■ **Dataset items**
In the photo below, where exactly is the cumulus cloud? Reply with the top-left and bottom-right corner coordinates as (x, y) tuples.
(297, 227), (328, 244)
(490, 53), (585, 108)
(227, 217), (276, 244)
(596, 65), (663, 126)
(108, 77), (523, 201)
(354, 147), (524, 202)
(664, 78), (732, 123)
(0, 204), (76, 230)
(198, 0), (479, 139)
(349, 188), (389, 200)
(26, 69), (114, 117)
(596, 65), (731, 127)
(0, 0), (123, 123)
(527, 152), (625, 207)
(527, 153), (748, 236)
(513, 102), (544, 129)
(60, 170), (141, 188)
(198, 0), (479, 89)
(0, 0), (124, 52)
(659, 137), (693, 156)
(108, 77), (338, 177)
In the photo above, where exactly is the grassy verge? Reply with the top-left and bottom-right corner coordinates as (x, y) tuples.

...

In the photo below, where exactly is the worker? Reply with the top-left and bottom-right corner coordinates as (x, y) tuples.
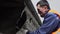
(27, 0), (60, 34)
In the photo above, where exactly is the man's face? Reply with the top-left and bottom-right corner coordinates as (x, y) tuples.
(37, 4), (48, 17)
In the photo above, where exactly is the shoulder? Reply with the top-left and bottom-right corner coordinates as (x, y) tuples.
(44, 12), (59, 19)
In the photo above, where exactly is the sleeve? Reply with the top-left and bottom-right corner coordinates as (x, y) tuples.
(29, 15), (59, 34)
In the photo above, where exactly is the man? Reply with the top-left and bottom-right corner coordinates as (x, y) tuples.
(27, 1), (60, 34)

■ **Exercise prompt**
Convert the rows from the line containing "In the photo above, where exactly is the man?" through the line containing "(27, 1), (60, 34)", both included, into a JSON list of strings with one string per line and no blank lines.

■ **The result**
[
  "In the photo above, where exactly is the man? Reply with the top-left and bottom-right corner coordinates as (x, y) tuples.",
  "(27, 1), (60, 34)"
]